Working down the material below, reproduce exactly every line from the one containing "If it's not too much trouble, could you box the forearm" to the last line, and only those.

→ Data supplied
┌────────

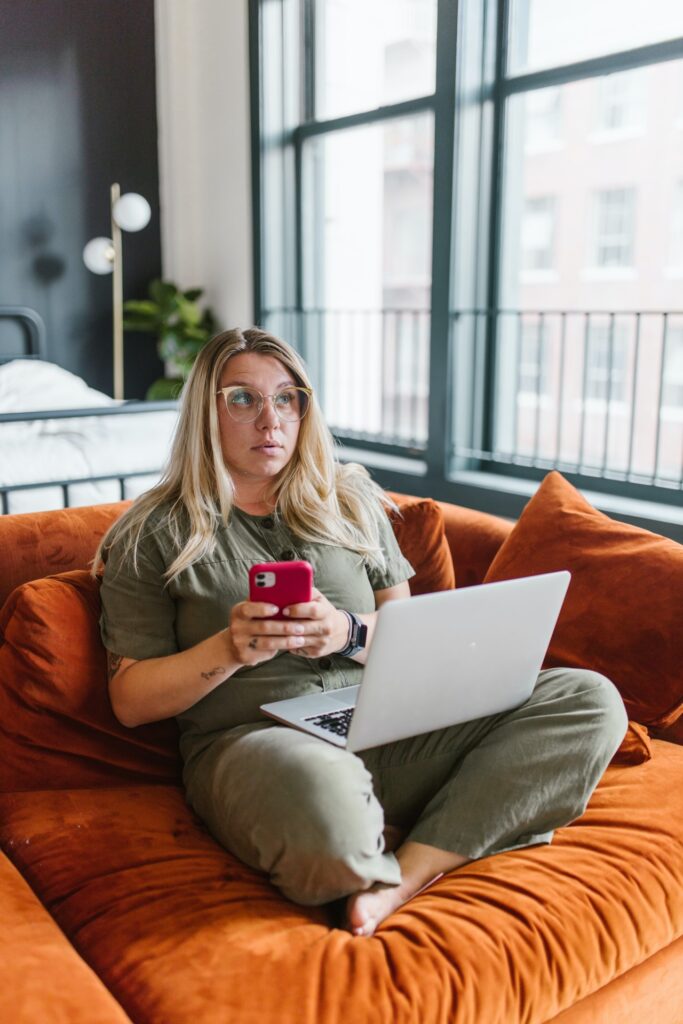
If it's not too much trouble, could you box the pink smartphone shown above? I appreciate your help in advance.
[248,560,314,620]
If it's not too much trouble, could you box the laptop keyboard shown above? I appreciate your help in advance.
[304,707,353,737]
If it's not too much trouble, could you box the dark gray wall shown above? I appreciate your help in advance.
[0,0,163,398]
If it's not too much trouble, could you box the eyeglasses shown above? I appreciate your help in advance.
[216,385,313,423]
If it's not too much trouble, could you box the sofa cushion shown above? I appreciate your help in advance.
[484,472,683,731]
[0,500,132,609]
[387,493,456,593]
[437,501,512,587]
[0,570,181,793]
[0,851,133,1023]
[1,738,681,1024]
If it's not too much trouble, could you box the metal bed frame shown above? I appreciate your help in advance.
[0,306,178,514]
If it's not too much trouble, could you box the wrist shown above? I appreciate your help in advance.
[335,610,353,653]
[336,610,368,658]
[222,626,244,666]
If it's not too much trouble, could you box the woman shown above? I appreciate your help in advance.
[96,327,627,937]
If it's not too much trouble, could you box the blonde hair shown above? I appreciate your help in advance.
[93,327,396,583]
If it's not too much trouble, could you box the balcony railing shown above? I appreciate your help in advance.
[451,310,683,491]
[264,307,430,451]
[262,307,683,493]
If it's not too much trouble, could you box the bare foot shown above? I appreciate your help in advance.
[345,840,468,936]
[346,882,410,937]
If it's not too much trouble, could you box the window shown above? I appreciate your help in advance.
[508,0,683,73]
[591,188,636,268]
[521,197,555,271]
[315,0,437,120]
[255,1,683,522]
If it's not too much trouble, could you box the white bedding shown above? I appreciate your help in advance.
[0,360,178,513]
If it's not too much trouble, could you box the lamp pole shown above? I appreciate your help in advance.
[111,182,124,400]
[83,186,151,401]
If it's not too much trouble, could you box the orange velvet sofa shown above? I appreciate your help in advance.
[1,476,682,1024]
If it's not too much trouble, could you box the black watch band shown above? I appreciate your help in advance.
[337,610,368,658]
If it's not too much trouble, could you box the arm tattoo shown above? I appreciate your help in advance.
[200,666,226,681]
[107,652,124,680]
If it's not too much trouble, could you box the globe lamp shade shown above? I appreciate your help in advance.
[83,236,115,275]
[112,192,151,232]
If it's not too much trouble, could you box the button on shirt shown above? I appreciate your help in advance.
[99,503,414,766]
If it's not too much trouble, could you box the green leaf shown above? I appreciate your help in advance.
[149,279,179,315]
[122,299,160,317]
[145,377,185,401]
[182,325,210,342]
[183,288,203,302]
[176,298,202,327]
[202,309,219,333]
[123,319,159,334]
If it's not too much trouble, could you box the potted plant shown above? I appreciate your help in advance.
[123,279,219,399]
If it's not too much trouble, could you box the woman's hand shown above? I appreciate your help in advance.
[281,588,350,659]
[226,600,309,666]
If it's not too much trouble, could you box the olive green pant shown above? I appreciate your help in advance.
[183,668,627,906]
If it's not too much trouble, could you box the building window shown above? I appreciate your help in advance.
[591,188,636,268]
[585,325,628,403]
[521,197,556,271]
[595,69,645,134]
[519,322,551,396]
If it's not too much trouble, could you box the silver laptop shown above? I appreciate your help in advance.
[260,571,571,752]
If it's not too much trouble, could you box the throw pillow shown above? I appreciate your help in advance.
[610,721,652,766]
[387,494,456,594]
[484,471,683,730]
[0,570,181,793]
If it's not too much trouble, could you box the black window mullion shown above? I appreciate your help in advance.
[249,0,263,321]
[481,0,509,461]
[425,0,460,484]
[298,94,436,139]
[302,0,315,122]
[503,35,683,96]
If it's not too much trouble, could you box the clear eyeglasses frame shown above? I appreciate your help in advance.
[215,384,313,423]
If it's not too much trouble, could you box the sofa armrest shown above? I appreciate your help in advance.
[0,850,132,1022]
[436,502,513,588]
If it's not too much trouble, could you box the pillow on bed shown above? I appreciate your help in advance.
[484,471,683,731]
[0,358,116,414]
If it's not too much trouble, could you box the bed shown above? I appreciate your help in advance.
[0,306,178,514]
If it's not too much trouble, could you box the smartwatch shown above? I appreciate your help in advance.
[337,610,368,658]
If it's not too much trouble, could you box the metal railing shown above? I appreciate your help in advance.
[264,306,683,494]
[0,402,179,514]
[263,307,430,451]
[451,310,683,490]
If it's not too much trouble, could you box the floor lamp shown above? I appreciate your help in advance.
[83,184,151,400]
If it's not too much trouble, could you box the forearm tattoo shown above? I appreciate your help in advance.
[200,666,225,681]
[107,652,124,680]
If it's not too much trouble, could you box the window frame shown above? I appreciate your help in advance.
[249,0,683,541]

└────────

→ Answer to the exercise
If it's not too much trouble, could you box the forearm tattoo shown above? I appreciate your help in advance.
[200,666,225,681]
[107,652,124,680]
If it's not too much trouble, could you box the window frame shown above? I appreciate your help in advance.
[249,0,683,541]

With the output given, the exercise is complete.